**Problem details:** Can you quote the records below in full, word for word?

**Records for processing:**

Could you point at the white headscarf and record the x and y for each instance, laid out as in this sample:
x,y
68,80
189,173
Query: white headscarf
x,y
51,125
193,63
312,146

**Your solution:**
Could you point at the white headscarf and record the x and y for each instance, laid out as in this sample:
x,y
68,80
189,173
Query: white headscarf
x,y
51,125
193,63
312,146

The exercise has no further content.